- [ЗАДАНИЕ]: Перепишите записи ниже, заменив «cluster of trees» на «group of trees» и ничего больше не меняя. Изображения в ответ не включайте.

- [ЗАПИСИ]:
#####

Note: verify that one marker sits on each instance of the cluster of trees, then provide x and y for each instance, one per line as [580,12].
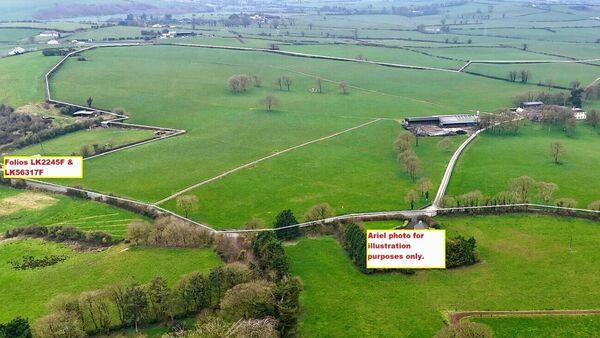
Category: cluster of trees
[354,242]
[284,229]
[62,233]
[522,189]
[87,150]
[523,76]
[168,231]
[424,186]
[18,327]
[16,126]
[406,156]
[501,122]
[465,329]
[560,117]
[30,262]
[20,130]
[459,250]
[255,299]
[241,82]
[56,51]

#####

- [ОТВЕТ]:
Note: verify that one marker sits on each instance of the group of trees, then provide x and y for each instance, one per line as [580,12].
Category: group of trees
[354,242]
[284,229]
[62,233]
[522,189]
[87,150]
[523,76]
[168,231]
[424,186]
[18,327]
[16,126]
[406,156]
[501,122]
[465,329]
[560,117]
[30,262]
[20,130]
[459,250]
[255,299]
[241,82]
[56,51]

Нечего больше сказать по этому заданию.